Look for "Query: bokeh light circle" in the records below, then copy that line and every line after it, exactly and with nothing added.

▶ _Exercise inputs_
*-*-*
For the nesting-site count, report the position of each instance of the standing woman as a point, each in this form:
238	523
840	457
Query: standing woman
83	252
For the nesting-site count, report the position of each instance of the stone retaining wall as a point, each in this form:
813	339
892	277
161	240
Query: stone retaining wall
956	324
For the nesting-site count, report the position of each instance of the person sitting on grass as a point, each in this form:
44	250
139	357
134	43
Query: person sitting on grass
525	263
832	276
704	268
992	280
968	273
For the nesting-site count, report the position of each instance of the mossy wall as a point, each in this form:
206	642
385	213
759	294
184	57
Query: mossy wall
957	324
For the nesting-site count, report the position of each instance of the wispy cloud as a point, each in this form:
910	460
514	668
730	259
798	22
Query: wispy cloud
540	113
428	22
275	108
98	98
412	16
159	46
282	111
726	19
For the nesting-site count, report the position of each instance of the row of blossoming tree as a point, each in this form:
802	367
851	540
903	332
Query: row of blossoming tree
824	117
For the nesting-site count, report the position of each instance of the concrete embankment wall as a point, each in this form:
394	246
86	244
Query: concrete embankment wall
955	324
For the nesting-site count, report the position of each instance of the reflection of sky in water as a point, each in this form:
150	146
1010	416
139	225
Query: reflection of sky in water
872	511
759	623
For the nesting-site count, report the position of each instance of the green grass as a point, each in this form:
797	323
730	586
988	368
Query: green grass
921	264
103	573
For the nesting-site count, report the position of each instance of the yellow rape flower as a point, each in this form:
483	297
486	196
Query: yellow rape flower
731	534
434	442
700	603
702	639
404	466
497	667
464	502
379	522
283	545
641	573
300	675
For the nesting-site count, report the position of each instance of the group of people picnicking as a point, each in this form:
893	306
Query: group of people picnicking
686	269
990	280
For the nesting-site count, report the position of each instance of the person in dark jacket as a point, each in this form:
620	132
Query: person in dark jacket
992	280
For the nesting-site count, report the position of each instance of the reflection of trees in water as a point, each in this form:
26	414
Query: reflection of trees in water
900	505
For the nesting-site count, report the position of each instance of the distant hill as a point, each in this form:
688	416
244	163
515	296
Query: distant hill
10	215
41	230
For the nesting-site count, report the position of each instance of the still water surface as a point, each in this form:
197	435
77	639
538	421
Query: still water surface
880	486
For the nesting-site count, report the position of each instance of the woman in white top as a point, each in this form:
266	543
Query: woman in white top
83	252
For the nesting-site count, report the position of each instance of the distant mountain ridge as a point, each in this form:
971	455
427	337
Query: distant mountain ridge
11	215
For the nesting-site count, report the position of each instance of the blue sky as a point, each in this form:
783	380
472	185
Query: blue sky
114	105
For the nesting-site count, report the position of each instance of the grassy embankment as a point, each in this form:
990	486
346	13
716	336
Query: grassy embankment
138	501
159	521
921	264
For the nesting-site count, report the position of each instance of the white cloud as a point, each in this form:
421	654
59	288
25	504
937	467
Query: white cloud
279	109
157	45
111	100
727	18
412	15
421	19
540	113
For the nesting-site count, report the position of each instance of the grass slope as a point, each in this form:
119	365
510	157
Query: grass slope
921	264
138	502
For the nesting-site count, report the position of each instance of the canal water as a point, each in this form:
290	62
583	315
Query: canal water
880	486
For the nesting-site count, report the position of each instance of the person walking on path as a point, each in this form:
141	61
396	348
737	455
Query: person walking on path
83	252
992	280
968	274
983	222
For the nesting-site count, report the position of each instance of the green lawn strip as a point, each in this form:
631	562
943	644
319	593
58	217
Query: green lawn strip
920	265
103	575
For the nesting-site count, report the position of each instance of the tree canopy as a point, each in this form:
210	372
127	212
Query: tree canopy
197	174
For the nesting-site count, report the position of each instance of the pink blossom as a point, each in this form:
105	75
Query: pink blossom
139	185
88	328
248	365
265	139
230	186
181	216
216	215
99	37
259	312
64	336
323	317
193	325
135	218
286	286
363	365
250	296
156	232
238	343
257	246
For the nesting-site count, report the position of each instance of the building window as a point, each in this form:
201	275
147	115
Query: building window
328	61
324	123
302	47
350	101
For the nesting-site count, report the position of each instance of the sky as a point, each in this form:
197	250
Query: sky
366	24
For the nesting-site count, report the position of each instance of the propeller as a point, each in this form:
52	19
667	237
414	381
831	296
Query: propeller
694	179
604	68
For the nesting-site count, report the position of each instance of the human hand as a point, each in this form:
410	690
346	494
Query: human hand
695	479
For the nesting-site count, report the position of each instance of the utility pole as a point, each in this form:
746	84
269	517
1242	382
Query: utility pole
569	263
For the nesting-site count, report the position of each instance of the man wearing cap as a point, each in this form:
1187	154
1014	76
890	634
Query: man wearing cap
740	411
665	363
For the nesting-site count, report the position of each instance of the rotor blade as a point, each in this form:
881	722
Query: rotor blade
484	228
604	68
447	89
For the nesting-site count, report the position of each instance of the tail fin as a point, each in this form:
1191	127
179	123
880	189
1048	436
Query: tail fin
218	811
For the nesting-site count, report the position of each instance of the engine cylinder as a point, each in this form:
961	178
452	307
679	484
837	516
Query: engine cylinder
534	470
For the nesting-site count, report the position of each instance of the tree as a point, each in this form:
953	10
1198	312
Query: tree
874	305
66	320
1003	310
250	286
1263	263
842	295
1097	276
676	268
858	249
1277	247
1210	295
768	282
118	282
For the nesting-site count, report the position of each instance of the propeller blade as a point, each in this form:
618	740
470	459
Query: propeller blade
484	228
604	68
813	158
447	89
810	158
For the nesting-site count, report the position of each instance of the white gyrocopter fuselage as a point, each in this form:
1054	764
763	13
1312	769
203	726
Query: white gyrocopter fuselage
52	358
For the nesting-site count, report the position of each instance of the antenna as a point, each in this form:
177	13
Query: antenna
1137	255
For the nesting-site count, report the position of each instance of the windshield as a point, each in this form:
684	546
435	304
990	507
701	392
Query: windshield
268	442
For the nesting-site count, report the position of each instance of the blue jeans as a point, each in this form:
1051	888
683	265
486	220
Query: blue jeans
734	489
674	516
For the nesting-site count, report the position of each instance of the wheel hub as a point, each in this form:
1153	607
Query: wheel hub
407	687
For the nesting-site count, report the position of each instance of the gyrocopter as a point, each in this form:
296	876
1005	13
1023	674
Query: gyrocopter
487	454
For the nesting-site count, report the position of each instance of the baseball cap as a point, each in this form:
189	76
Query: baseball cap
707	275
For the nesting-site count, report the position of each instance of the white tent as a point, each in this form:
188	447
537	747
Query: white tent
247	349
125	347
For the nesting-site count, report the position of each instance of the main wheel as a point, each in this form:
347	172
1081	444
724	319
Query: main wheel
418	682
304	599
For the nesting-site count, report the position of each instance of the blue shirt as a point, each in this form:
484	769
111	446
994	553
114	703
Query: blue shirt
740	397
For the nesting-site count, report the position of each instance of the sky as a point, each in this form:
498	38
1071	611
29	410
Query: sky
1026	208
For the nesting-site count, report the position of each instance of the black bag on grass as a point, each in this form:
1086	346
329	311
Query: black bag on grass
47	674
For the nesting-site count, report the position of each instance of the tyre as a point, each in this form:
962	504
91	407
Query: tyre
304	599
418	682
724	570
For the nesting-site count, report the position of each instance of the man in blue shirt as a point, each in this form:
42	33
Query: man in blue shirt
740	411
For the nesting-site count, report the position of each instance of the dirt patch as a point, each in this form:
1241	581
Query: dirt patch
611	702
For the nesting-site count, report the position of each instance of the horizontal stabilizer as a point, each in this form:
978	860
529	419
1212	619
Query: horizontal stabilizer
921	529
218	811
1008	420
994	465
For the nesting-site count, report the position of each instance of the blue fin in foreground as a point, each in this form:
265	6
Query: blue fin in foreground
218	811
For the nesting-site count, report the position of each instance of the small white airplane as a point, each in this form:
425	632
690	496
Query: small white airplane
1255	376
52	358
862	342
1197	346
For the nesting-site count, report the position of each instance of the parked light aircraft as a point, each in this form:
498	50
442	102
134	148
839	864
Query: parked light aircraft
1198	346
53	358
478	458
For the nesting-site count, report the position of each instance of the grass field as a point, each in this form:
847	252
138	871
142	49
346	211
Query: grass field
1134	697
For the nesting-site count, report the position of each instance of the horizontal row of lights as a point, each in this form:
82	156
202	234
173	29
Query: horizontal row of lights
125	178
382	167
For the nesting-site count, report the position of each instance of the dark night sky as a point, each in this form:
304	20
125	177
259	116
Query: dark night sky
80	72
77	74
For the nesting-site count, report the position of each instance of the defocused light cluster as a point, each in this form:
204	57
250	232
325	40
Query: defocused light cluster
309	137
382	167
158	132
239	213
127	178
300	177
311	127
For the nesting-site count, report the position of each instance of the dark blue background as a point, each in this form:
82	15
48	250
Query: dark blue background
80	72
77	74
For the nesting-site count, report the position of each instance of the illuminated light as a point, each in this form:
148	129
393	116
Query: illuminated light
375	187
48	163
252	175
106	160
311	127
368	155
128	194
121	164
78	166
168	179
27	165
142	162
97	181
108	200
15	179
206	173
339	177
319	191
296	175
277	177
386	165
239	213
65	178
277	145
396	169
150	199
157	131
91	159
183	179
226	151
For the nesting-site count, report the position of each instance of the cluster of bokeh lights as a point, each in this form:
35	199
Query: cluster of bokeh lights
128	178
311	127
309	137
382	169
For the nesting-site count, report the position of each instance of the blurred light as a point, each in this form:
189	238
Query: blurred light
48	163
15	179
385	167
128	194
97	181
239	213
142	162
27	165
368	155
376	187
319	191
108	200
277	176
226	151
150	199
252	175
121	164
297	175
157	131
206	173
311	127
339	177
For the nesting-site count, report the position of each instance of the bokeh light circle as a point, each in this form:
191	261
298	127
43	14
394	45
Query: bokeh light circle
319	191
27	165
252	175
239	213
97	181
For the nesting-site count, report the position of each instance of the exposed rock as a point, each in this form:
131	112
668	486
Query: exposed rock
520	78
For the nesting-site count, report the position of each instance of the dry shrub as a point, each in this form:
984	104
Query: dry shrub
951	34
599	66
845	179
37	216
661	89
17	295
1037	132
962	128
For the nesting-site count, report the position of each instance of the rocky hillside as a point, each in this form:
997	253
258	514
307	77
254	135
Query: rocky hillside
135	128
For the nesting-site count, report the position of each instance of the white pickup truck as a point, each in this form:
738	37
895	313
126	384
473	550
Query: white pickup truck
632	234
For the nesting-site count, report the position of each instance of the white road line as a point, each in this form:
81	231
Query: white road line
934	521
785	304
*-*-*
▶ _Solution to this exercise_
Query: bokeh light circle
319	191
27	165
252	175
239	213
97	181
For the nesting-site count, report the position of each instance of the exposed rock as a point, each in this form:
131	112
668	486
Query: exposed rock
520	78
For the nesting-site count, report the position of each instance of the dry shrub as a point, each in this form:
984	104
Query: dry shrub
951	34
599	66
845	179
37	216
661	89
17	295
1037	132
962	128
For the nesting-site count, report the position of each instance of the rocky hillside as a point, each in this form:
997	253
258	514
307	77
254	135
Query: rocky hillside
135	128
For the nesting-site count, report the position of each instance of the white pickup truck as a point, each in this form:
738	37
895	313
126	384
473	550
Query: white pickup truck
632	234
For the nesting-site count, report the position of each instance of the white road line as a point, each in this form:
81	231
Query: white road line
934	521
785	304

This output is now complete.